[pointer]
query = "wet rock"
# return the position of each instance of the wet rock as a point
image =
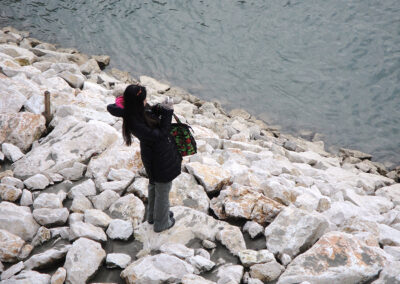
(293, 230)
(59, 276)
(80, 204)
(10, 246)
(11, 271)
(120, 229)
(50, 217)
(212, 178)
(86, 188)
(250, 257)
(18, 220)
(243, 202)
(81, 229)
(21, 129)
(48, 200)
(70, 141)
(266, 271)
(128, 207)
(75, 172)
(158, 268)
(120, 260)
(104, 200)
(97, 218)
(83, 260)
(336, 257)
(9, 192)
(11, 152)
(177, 249)
(186, 192)
(46, 258)
(37, 181)
(191, 224)
(253, 228)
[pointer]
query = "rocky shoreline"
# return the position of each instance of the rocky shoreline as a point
(73, 189)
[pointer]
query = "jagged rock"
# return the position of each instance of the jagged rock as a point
(75, 172)
(46, 258)
(293, 230)
(11, 152)
(177, 249)
(128, 207)
(266, 271)
(49, 217)
(10, 246)
(21, 129)
(86, 188)
(120, 229)
(336, 257)
(212, 178)
(59, 276)
(30, 277)
(37, 181)
(9, 192)
(158, 268)
(81, 229)
(104, 200)
(97, 218)
(191, 224)
(253, 228)
(120, 260)
(17, 220)
(12, 270)
(80, 204)
(83, 260)
(48, 200)
(243, 202)
(70, 141)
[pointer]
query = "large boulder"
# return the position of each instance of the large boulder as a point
(159, 268)
(294, 230)
(243, 202)
(18, 220)
(336, 258)
(83, 260)
(69, 142)
(191, 224)
(21, 129)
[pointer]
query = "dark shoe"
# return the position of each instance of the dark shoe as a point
(171, 214)
(170, 226)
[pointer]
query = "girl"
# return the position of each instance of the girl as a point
(160, 157)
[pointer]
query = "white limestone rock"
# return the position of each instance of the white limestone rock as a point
(104, 200)
(97, 218)
(50, 217)
(120, 260)
(293, 230)
(120, 229)
(83, 260)
(18, 220)
(128, 207)
(158, 268)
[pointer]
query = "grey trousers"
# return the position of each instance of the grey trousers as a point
(158, 205)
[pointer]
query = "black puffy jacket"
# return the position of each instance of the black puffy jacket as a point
(160, 156)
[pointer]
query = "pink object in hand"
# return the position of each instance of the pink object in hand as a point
(119, 101)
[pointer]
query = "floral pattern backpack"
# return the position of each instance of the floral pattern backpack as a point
(183, 137)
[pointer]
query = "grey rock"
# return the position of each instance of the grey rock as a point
(50, 217)
(83, 260)
(120, 229)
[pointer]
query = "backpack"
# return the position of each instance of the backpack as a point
(183, 137)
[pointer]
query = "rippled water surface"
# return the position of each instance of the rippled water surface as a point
(331, 67)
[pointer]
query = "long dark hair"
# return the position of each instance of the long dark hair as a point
(134, 110)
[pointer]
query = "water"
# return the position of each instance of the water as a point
(330, 67)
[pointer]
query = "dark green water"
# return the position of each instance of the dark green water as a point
(331, 67)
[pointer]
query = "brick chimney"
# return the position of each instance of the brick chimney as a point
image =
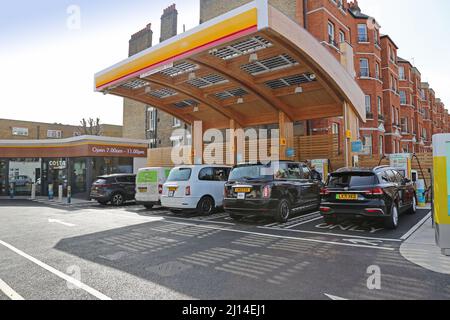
(141, 40)
(354, 6)
(169, 23)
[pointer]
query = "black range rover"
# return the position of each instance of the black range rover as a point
(277, 189)
(378, 193)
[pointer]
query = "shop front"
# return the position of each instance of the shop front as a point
(74, 162)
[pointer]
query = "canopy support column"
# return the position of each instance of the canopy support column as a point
(286, 127)
(197, 142)
(231, 149)
(351, 133)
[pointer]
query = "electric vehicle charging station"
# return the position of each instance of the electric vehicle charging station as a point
(322, 167)
(402, 162)
(441, 187)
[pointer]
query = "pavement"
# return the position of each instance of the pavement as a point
(422, 250)
(55, 252)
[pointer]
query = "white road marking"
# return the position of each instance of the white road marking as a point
(336, 298)
(302, 223)
(299, 217)
(58, 273)
(280, 237)
(196, 220)
(9, 291)
(332, 234)
(61, 222)
(362, 241)
(417, 226)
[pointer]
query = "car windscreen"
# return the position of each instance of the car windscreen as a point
(256, 172)
(352, 180)
(179, 174)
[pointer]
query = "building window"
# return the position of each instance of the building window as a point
(23, 132)
(341, 36)
(377, 71)
(362, 33)
(364, 68)
(367, 143)
(381, 146)
(376, 37)
(331, 33)
(401, 73)
(403, 97)
(54, 134)
(176, 122)
(379, 106)
(368, 104)
(404, 125)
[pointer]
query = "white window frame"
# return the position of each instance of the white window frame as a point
(361, 68)
(368, 103)
(54, 134)
(362, 37)
(367, 144)
(20, 132)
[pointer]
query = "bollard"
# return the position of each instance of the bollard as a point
(69, 194)
(11, 190)
(50, 191)
(60, 193)
(33, 191)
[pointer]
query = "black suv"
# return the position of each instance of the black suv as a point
(115, 188)
(277, 189)
(381, 193)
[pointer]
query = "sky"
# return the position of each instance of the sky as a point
(51, 49)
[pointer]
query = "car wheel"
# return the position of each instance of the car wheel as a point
(283, 211)
(391, 222)
(206, 206)
(117, 199)
(330, 220)
(413, 209)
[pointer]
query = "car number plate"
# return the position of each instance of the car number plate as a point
(241, 196)
(348, 196)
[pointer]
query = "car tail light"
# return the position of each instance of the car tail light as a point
(375, 192)
(104, 185)
(225, 191)
(266, 192)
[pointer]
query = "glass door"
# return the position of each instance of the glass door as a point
(3, 177)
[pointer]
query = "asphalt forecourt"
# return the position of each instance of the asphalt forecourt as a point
(133, 253)
(309, 227)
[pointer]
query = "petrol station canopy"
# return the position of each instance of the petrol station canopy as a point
(247, 66)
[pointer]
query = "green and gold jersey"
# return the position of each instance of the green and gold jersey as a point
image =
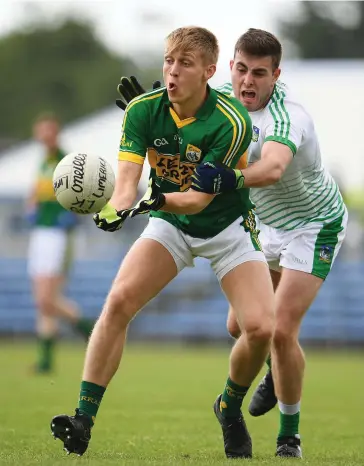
(49, 211)
(220, 131)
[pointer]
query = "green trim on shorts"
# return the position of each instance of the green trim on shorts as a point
(250, 226)
(325, 245)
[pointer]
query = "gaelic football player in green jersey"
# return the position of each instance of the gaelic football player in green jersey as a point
(301, 213)
(177, 127)
(50, 248)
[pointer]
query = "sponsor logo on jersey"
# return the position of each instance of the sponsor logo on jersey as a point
(160, 142)
(326, 254)
(193, 153)
(170, 168)
(255, 135)
(124, 142)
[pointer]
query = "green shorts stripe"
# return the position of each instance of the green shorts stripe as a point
(325, 245)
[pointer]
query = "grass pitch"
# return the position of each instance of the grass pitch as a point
(158, 409)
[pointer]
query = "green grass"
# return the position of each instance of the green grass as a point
(158, 409)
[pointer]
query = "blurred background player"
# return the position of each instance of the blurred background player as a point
(302, 217)
(50, 248)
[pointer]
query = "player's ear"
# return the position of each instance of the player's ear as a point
(276, 74)
(210, 71)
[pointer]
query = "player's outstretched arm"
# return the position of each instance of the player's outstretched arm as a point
(116, 211)
(186, 203)
(274, 161)
(215, 177)
(129, 88)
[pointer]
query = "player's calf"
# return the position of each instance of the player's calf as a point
(237, 441)
(264, 398)
(73, 431)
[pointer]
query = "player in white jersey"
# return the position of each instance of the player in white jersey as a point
(301, 213)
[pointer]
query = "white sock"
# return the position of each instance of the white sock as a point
(289, 409)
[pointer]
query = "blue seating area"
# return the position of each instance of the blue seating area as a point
(192, 306)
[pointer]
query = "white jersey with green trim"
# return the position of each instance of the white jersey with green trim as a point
(306, 192)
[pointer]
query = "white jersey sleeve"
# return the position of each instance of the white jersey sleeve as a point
(286, 121)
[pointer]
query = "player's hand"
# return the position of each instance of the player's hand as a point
(110, 219)
(153, 199)
(216, 178)
(129, 88)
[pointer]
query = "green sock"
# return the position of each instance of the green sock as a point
(46, 350)
(269, 361)
(84, 326)
(232, 399)
(90, 399)
(289, 423)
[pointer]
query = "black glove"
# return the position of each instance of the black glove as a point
(153, 199)
(129, 88)
(216, 178)
(110, 219)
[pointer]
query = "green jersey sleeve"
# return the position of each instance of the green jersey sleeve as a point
(234, 135)
(133, 143)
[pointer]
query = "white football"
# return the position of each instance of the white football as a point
(83, 183)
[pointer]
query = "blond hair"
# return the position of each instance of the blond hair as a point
(192, 38)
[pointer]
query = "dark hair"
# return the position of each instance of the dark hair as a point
(260, 43)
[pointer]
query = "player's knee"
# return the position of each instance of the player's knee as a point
(233, 327)
(260, 333)
(120, 306)
(45, 305)
(283, 336)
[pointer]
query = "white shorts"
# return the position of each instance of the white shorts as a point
(312, 249)
(48, 251)
(225, 251)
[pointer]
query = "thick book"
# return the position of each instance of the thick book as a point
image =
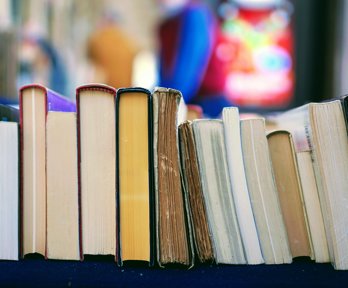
(35, 101)
(96, 131)
(263, 193)
(289, 187)
(194, 112)
(193, 191)
(9, 183)
(174, 245)
(231, 124)
(320, 129)
(134, 178)
(216, 187)
(63, 239)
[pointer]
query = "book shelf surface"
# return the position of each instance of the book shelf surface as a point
(105, 273)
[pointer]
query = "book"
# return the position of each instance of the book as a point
(174, 244)
(135, 175)
(288, 183)
(8, 65)
(9, 183)
(35, 101)
(263, 193)
(231, 124)
(312, 206)
(193, 190)
(216, 187)
(96, 126)
(320, 128)
(194, 112)
(62, 236)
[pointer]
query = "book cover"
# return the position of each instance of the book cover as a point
(34, 102)
(134, 116)
(96, 120)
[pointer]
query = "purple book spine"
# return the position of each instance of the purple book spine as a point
(56, 102)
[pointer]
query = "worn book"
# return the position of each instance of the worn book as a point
(320, 129)
(174, 245)
(135, 191)
(193, 190)
(35, 102)
(217, 193)
(96, 126)
(9, 183)
(289, 187)
(263, 193)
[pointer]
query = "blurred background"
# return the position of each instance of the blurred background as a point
(260, 55)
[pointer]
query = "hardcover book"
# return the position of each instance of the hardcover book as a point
(216, 187)
(320, 129)
(9, 183)
(96, 126)
(135, 191)
(35, 101)
(193, 191)
(235, 162)
(63, 239)
(263, 193)
(172, 226)
(290, 192)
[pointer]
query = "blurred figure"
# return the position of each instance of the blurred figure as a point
(188, 39)
(40, 62)
(112, 53)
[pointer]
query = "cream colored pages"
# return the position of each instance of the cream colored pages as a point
(263, 193)
(9, 205)
(98, 172)
(34, 171)
(239, 186)
(62, 187)
(218, 198)
(134, 176)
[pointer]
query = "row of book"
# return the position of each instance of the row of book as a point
(122, 173)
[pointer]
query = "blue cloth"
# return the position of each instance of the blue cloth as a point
(105, 273)
(194, 43)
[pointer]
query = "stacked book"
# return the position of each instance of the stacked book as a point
(123, 173)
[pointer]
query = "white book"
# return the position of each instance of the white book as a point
(263, 193)
(9, 208)
(239, 186)
(216, 187)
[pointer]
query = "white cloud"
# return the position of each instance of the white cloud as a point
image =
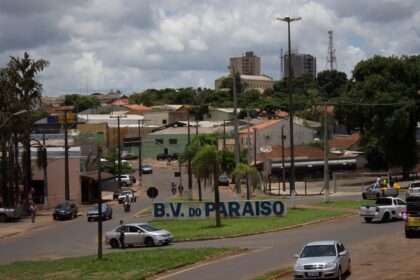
(135, 45)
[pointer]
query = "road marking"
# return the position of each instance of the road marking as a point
(207, 263)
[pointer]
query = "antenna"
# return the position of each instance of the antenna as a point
(281, 64)
(331, 58)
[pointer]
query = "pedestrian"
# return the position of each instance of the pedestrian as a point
(122, 236)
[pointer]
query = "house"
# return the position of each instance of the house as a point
(220, 114)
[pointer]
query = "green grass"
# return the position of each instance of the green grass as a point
(350, 204)
(204, 229)
(125, 265)
(273, 274)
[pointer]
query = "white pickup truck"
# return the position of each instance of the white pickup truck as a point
(9, 214)
(385, 209)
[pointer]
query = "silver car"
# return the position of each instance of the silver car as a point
(93, 212)
(138, 234)
(322, 260)
(413, 190)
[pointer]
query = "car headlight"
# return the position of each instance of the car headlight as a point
(298, 267)
(330, 266)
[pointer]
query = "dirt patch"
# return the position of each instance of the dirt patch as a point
(391, 256)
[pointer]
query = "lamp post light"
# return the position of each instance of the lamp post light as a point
(289, 85)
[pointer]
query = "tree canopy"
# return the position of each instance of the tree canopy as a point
(381, 103)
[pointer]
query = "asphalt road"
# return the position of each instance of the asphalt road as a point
(266, 252)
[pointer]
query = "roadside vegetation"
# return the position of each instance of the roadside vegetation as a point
(351, 204)
(137, 264)
(230, 227)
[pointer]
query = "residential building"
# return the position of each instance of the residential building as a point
(248, 64)
(302, 64)
(260, 83)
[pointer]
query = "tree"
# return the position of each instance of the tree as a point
(22, 73)
(386, 111)
(206, 165)
(332, 83)
(243, 171)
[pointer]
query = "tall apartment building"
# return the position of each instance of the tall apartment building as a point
(301, 64)
(248, 64)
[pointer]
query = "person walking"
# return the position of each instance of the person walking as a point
(122, 235)
(32, 211)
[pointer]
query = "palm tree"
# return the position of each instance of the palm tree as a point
(22, 72)
(206, 165)
(243, 171)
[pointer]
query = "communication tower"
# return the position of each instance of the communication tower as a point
(331, 58)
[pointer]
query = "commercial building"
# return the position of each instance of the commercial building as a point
(302, 64)
(248, 64)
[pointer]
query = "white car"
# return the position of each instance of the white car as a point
(138, 234)
(124, 194)
(413, 190)
(322, 260)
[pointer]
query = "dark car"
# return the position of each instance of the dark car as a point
(146, 169)
(65, 210)
(93, 212)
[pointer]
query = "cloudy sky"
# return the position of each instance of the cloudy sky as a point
(132, 45)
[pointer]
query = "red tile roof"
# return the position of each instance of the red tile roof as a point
(260, 126)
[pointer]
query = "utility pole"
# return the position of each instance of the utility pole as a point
(289, 85)
(235, 122)
(189, 164)
(140, 155)
(99, 204)
(283, 137)
(66, 160)
(326, 173)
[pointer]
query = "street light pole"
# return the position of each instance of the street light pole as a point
(66, 160)
(235, 125)
(290, 76)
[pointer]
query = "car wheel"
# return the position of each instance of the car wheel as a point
(368, 220)
(386, 217)
(339, 276)
(114, 243)
(149, 242)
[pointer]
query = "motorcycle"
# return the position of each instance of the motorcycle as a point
(126, 207)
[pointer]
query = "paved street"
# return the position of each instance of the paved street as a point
(55, 239)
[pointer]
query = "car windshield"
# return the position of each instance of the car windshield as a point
(95, 207)
(64, 206)
(383, 201)
(318, 251)
(148, 227)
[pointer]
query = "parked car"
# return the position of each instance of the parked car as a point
(138, 234)
(93, 212)
(385, 209)
(322, 259)
(7, 214)
(375, 192)
(146, 169)
(65, 210)
(126, 180)
(413, 190)
(131, 195)
(223, 180)
(163, 156)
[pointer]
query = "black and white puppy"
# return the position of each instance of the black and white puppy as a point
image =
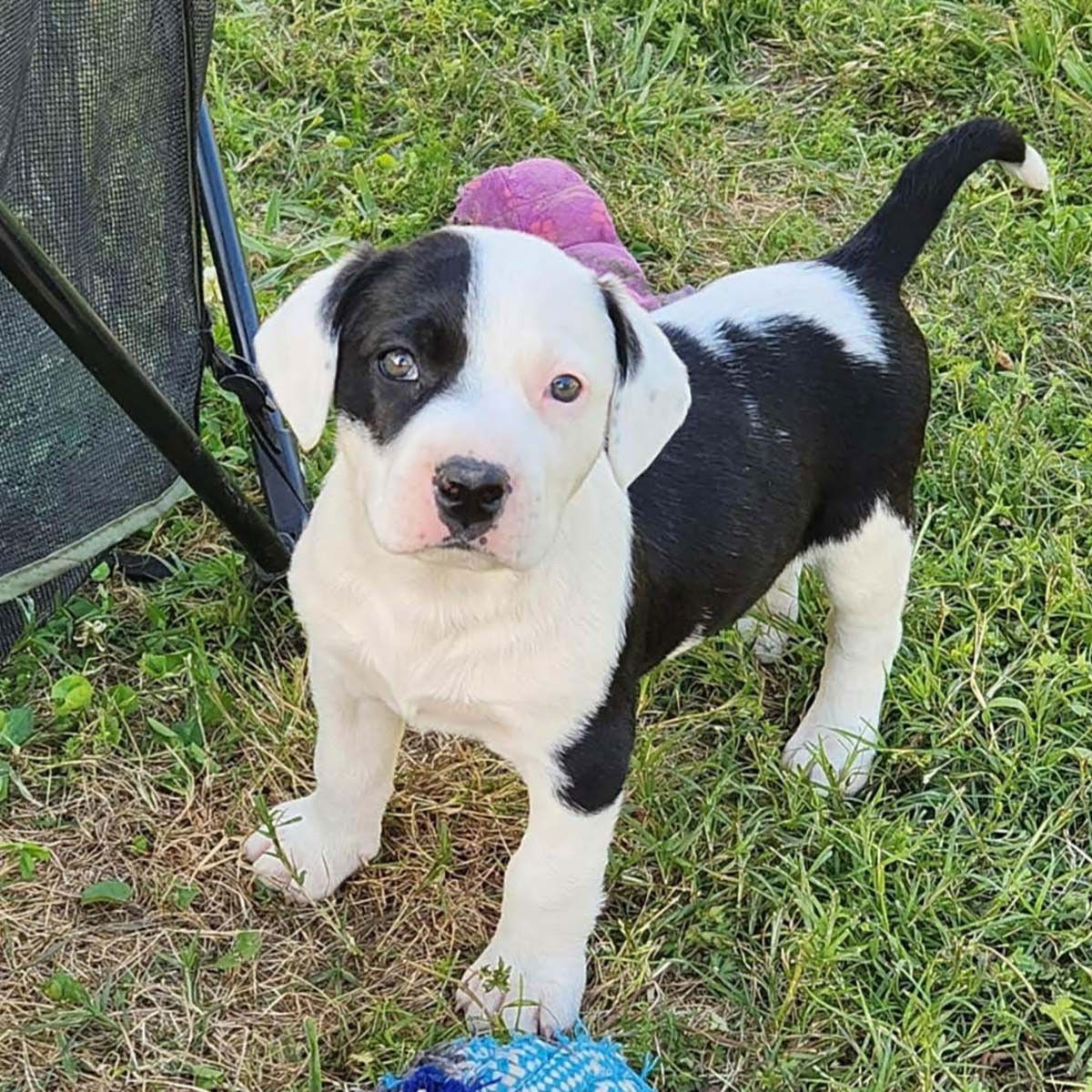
(541, 491)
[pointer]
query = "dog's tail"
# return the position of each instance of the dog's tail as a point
(888, 245)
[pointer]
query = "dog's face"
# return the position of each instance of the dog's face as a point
(479, 375)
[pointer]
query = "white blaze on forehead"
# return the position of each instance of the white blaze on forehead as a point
(809, 292)
(529, 303)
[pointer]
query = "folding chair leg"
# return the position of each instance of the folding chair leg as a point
(274, 449)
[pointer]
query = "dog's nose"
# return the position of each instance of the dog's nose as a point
(470, 494)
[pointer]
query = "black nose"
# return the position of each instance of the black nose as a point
(470, 494)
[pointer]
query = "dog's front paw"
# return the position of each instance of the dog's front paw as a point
(312, 852)
(831, 756)
(529, 989)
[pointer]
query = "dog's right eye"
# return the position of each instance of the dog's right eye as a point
(399, 364)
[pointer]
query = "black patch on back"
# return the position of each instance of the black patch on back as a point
(412, 298)
(627, 348)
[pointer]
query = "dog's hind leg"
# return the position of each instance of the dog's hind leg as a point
(781, 603)
(866, 578)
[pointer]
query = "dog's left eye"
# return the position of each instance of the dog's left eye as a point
(565, 388)
(399, 364)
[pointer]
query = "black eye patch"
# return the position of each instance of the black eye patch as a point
(413, 298)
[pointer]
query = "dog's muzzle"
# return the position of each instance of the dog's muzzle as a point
(470, 495)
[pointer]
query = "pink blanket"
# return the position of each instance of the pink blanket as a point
(549, 199)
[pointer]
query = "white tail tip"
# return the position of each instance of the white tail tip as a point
(1032, 172)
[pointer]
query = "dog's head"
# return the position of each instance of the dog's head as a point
(478, 375)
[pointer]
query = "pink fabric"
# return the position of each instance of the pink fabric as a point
(547, 197)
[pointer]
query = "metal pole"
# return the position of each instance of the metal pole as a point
(46, 288)
(278, 462)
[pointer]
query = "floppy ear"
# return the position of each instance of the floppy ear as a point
(652, 389)
(298, 354)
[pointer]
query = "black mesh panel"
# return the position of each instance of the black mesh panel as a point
(97, 104)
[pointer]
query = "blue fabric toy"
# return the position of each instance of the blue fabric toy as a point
(525, 1064)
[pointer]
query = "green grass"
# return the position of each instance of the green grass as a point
(935, 934)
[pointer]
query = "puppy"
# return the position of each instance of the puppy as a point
(541, 491)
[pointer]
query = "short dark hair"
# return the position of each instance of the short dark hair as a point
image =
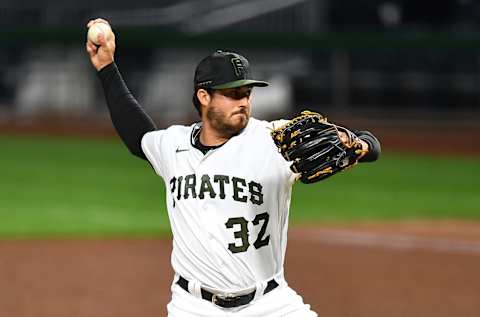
(196, 102)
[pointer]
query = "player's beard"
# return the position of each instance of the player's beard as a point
(228, 124)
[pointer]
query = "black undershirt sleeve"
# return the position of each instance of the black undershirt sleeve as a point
(128, 117)
(373, 145)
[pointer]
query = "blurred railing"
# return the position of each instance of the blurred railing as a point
(46, 69)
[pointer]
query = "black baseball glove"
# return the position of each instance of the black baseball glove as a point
(317, 148)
- - - - - - -
Por favor, indica cuántas líneas de los ítems de arriba contienen la cadena "street", distinguiendo entre mayúsculas y minúsculas. Responde solo con el número.

4